# Instructions to follow:
Rewrite the rows from the one containing "of the white" through the end of the rows, keeping the requests, and shift every x and y coordinate in the answers up by 43.

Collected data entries
□ □ □ □ □ □ □

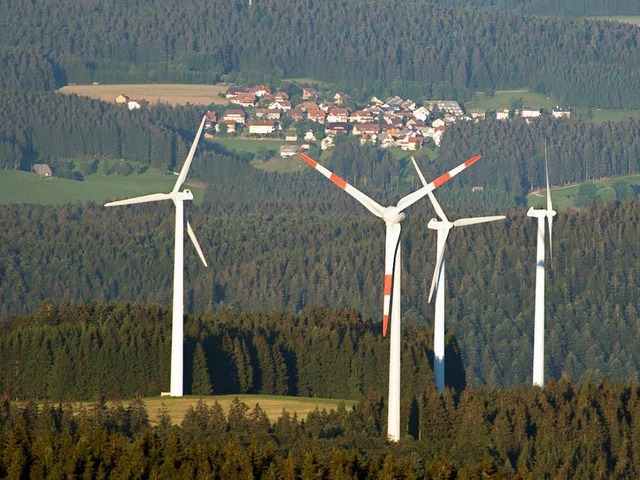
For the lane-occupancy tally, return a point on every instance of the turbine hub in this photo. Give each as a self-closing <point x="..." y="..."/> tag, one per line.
<point x="393" y="215"/>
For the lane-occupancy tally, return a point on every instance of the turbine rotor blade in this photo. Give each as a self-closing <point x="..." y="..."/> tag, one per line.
<point x="438" y="268"/>
<point x="392" y="243"/>
<point x="194" y="240"/>
<point x="430" y="187"/>
<point x="187" y="163"/>
<point x="432" y="197"/>
<point x="461" y="222"/>
<point x="550" y="212"/>
<point x="154" y="197"/>
<point x="370" y="204"/>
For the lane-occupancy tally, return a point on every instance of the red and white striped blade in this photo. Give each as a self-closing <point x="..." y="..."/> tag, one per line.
<point x="438" y="268"/>
<point x="392" y="243"/>
<point x="187" y="163"/>
<point x="432" y="197"/>
<point x="370" y="204"/>
<point x="154" y="197"/>
<point x="418" y="194"/>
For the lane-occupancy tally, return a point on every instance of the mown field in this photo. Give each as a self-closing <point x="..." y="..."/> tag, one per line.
<point x="27" y="187"/>
<point x="510" y="98"/>
<point x="178" y="94"/>
<point x="567" y="197"/>
<point x="273" y="405"/>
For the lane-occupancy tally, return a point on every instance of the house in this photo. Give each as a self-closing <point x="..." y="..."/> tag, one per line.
<point x="341" y="98"/>
<point x="280" y="105"/>
<point x="338" y="115"/>
<point x="244" y="100"/>
<point x="446" y="106"/>
<point x="296" y="114"/>
<point x="260" y="90"/>
<point x="288" y="150"/>
<point x="409" y="142"/>
<point x="281" y="96"/>
<point x="386" y="140"/>
<point x="309" y="93"/>
<point x="261" y="127"/>
<point x="361" y="116"/>
<point x="318" y="116"/>
<point x="530" y="112"/>
<point x="306" y="106"/>
<point x="235" y="90"/>
<point x="226" y="125"/>
<point x="42" y="169"/>
<point x="365" y="129"/>
<point x="478" y="114"/>
<point x="336" y="128"/>
<point x="503" y="114"/>
<point x="236" y="115"/>
<point x="267" y="113"/>
<point x="326" y="142"/>
<point x="422" y="114"/>
<point x="561" y="112"/>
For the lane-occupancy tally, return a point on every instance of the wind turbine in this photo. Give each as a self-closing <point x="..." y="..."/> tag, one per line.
<point x="178" y="198"/>
<point x="443" y="226"/>
<point x="538" y="334"/>
<point x="392" y="216"/>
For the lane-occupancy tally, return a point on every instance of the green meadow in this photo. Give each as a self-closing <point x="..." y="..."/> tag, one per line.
<point x="27" y="187"/>
<point x="273" y="405"/>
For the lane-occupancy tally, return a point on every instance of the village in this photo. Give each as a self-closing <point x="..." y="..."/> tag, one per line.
<point x="258" y="113"/>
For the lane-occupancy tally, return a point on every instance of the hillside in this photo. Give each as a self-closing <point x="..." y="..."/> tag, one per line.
<point x="440" y="52"/>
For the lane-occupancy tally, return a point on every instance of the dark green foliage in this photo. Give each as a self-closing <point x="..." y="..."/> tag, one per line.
<point x="115" y="350"/>
<point x="566" y="431"/>
<point x="441" y="51"/>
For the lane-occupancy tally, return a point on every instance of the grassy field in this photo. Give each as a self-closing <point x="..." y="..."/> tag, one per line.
<point x="508" y="98"/>
<point x="27" y="187"/>
<point x="178" y="94"/>
<point x="273" y="405"/>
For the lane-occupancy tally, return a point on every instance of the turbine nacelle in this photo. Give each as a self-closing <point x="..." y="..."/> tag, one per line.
<point x="435" y="224"/>
<point x="393" y="215"/>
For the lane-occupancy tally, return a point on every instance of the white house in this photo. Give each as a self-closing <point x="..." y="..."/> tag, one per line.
<point x="261" y="127"/>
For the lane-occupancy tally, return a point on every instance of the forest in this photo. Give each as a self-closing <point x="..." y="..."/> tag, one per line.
<point x="564" y="431"/>
<point x="274" y="255"/>
<point x="292" y="301"/>
<point x="416" y="48"/>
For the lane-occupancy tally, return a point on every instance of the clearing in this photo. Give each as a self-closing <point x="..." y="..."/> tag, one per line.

□ □ □ □ □ □ □

# Result:
For the lane-occupancy tally, return a point on every instance of the white house in this photo. Give each as a self-closing <point x="..." y="..."/> tag, one per line.
<point x="304" y="170"/>
For the lane-occupancy tally, return a point on every instance of the forest in this photo. Give each as a self-closing <point x="..." y="..."/> tag, one per line.
<point x="607" y="474"/>
<point x="317" y="298"/>
<point x="335" y="344"/>
<point x="459" y="91"/>
For the lane-occupancy tally, return a point on every instance of the clearing in this photo. Give each as a self-closing <point x="..." y="..."/> tag, one per line.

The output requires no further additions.